(Beginning of GIVEN PASSAGE)

The Kennel Club is expanding the scope of the work undertaken by the group responsible for dog health and welfare, as part of its ongoing commitment in this area. It is appointing additional experts in dog health and genetics to ensure that scientific advances are harnessed for the benefit of pedigree health.
The Dog Health Group, which will replace the existing Kennel Club Breed Health and Welfare Strategy Group (BHWSG), will be responsible for ensuring that breeding rules and health testing requirements evolve to give dogs the best chance of leading healthy happy lives. The group will also play a crucial role in the continued development of the Kennel Club Accredited Breeder Scheme, advising on new health tests that members of the scheme will be required to have carried out on their dogs. The new group will include an additional two veterinary surgeons, which will take the number of vets sitting on the group to four.
A range of external experts, including human and dog geneticists and further veterinary surgeons, will sit on the new subgroups which will feed their knowledge into and advise the Dog Health Group. The subgroups will be:
* Breed Standards and Conformation Sub-Group – to monitor, advise and work with breed clubs and councils on health issues related to dog conformation and breed standards.
* Genetics and Health Screening Sub-Group – to advise on the development of health screening tests and their effectiveness, assess new tests that may be incorporated into the Kennel Club Accredited Breeder Scheme. It will also advise on breeding and registration issues that protect or enhance genetic diversity in individual breeds.
* Accredited Breeder Scheme Sub-Group – to put into operation health screening requirements and recommendations that have been agreed by the Dog Health Group and breed clubs and councils.
The Dog Health Group and its subgroups will replace the Breed Health and Welfare Strategy Group, which was formed in 2004 with the primary task of reviewing the breed standards to ensure that they contained no wording that encouraged exaggerations that would be detrimental to pedigree dog health.
Caroline Kisko, Kennel Club Secretary, said: “We want 2010 and beyond to be positive years for pedigree dogs and, in the absence of effective government regulation to control dog breeding, this restructured group will play a critical role.
“Scientific advances in the last ten years have given us an exciting opportunity to improve pedigree dog health and has led to a significant expansion of the health and welfare work that the Kennel Club is able to undertake. This new group will coordinate and advise on all aspects of this work, using vital information about dog diseases and how they are inherited to direct the Kennel Club’s future decisions and actions.
“The Kennel Club, in conjunction with the British Veterinary Association, has already been able to develop health screening for eye diseases, hip and elbow dysplasia and a number of DNA tests but we want to be able to develop even more tests. That is why we will appoint a wide range of vets, breeders and human and dog geneticists, who are experts in their field, in order to help us achieve this.”
The creation of the Dog Health Group, and before this the Breed Health and Welfare Strategy Group, is one of many steps taken by the Kennel Club to ensure the future health and welfare of pedigree dogs specifically, and all dogs in general. Such steps include the review of all breed standards; the establishment of the Kennel Club and Animal Health Trust Canine Genetics Centre to accelerate research into inherited diseases; a ban on parent to child and sibling dog matings in 2009; co-funding of the world’s largest survey into pedigree health in 2004 and assistance with Imperial College’s research into genetic diversity of breeds.

(End of GIVEN PASSAGE)
(Beginning of PROVIDED INFORMATION)

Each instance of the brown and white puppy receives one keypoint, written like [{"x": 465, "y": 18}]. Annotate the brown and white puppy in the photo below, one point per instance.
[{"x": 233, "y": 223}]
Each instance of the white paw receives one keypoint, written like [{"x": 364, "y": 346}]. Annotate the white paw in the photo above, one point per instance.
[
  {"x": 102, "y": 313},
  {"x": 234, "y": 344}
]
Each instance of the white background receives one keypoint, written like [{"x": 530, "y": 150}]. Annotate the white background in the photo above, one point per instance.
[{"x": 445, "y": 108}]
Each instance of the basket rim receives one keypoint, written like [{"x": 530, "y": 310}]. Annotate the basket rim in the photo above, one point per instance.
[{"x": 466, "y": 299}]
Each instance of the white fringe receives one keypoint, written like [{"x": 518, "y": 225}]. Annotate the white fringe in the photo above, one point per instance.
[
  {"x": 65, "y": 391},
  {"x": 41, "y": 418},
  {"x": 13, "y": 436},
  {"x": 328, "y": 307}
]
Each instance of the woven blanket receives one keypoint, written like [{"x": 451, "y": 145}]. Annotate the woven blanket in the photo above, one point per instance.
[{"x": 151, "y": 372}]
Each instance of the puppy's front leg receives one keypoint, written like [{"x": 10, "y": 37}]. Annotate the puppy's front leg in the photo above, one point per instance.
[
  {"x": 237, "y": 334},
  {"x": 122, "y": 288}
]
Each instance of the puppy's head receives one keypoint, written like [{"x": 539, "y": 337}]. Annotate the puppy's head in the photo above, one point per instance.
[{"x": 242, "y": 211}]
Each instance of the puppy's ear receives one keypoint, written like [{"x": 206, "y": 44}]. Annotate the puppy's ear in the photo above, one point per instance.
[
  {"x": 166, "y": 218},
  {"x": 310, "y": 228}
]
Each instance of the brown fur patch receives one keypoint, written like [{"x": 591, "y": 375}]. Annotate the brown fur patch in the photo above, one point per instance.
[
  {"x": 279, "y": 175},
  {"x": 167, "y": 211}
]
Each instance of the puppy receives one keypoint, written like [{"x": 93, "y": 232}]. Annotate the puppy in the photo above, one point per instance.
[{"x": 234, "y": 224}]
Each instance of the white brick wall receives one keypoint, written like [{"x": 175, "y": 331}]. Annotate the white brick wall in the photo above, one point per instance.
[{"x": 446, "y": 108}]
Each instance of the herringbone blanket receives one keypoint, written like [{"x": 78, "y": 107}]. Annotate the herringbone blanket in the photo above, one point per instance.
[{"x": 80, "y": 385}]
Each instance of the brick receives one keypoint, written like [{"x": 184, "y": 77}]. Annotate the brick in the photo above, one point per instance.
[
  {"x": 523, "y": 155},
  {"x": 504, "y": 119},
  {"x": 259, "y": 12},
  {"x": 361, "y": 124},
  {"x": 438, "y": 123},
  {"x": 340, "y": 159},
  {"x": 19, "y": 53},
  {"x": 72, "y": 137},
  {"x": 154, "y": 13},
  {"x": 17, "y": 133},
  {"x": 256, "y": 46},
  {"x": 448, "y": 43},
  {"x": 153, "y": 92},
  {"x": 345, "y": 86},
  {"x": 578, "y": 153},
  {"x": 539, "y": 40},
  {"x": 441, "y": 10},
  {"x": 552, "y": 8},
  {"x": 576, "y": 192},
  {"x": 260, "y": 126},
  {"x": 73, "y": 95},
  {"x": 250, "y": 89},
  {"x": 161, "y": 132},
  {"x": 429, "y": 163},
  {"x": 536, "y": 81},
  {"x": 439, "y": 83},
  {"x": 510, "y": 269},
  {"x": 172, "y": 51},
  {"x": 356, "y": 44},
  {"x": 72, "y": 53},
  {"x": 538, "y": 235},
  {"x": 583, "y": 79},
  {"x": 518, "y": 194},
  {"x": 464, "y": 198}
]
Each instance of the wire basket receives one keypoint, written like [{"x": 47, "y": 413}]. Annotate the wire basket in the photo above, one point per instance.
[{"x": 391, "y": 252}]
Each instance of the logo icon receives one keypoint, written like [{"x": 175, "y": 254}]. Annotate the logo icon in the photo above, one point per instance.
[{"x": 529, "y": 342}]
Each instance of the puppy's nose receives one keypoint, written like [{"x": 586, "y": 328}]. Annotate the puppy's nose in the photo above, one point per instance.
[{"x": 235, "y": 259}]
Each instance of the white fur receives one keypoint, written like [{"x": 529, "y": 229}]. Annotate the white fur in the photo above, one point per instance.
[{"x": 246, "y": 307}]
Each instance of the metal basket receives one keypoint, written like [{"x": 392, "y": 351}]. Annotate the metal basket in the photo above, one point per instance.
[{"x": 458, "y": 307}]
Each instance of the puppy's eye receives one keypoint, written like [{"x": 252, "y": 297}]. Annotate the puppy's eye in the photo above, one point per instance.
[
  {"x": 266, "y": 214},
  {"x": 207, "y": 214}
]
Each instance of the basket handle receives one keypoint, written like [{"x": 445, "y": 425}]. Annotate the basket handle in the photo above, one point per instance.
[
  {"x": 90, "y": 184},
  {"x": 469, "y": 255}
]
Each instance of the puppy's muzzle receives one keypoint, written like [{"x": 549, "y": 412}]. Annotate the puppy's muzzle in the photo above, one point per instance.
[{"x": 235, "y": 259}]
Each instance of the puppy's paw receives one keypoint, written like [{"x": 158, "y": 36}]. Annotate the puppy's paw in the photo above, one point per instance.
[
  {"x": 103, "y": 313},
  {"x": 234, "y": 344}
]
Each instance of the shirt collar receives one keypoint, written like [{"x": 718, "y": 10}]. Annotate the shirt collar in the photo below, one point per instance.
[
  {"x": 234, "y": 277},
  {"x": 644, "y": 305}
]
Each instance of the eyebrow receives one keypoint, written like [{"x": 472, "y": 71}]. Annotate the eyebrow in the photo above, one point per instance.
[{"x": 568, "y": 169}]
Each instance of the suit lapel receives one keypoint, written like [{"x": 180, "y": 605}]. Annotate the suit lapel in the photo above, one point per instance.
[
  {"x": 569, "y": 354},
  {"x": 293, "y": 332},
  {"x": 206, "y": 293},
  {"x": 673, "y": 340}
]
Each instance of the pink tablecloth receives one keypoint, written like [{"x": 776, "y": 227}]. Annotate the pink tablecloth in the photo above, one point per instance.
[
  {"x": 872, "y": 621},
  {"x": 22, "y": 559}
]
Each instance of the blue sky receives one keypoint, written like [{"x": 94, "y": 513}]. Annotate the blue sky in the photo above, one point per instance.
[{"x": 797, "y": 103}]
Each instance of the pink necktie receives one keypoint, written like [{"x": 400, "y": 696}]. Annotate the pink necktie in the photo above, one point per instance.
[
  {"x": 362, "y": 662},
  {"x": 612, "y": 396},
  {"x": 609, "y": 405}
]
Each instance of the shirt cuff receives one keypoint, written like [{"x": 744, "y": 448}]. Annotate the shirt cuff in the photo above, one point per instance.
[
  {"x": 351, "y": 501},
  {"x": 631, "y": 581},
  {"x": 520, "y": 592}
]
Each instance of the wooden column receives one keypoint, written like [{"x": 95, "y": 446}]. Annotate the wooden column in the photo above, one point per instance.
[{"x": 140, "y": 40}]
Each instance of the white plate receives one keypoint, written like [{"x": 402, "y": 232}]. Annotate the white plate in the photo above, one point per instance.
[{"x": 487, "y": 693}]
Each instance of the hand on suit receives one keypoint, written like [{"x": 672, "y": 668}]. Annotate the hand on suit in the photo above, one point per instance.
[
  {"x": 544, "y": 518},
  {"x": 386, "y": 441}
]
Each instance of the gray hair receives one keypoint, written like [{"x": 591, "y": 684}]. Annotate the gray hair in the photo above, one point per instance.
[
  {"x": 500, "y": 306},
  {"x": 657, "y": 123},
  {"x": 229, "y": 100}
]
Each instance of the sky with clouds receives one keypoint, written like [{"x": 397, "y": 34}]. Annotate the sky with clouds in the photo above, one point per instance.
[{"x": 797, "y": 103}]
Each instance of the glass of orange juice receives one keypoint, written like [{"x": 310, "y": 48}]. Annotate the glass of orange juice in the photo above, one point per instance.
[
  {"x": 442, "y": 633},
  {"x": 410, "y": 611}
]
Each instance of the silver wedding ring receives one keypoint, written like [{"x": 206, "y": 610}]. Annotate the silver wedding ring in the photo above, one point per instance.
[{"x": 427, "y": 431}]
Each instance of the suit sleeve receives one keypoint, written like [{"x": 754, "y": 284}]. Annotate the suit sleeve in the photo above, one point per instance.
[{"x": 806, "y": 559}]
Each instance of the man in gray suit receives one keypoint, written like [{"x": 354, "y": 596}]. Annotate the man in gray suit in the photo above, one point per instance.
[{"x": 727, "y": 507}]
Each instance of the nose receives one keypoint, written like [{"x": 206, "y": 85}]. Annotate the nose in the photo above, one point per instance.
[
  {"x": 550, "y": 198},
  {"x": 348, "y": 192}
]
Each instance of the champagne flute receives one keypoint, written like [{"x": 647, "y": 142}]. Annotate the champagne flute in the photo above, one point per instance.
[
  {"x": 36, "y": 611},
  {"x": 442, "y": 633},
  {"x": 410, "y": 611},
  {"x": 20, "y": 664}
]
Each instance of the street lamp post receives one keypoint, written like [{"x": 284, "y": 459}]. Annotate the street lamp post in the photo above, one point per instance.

(End of PROVIDED INFORMATION)

> [YOUR GOAL]: Reproduce the portion of the Dog Health Group announcement from "The creation of" through "diversity of breeds.", inclusive.

> [YOUR SOLUTION]:
The creation of the Dog Health Group, and before this the Breed Health and Welfare Strategy Group, is one of many steps taken by the Kennel Club to ensure the future health and welfare of pedigree dogs specifically, and all dogs in general. Such steps include the review of all breed standards; the establishment of the Kennel Club and Animal Health Trust Canine Genetics Centre to accelerate research into inherited diseases; a ban on parent to child and sibling dog matings in 2009; co-funding of the world’s largest survey into pedigree health in 2004 and assistance with Imperial College’s research into genetic diversity of breeds.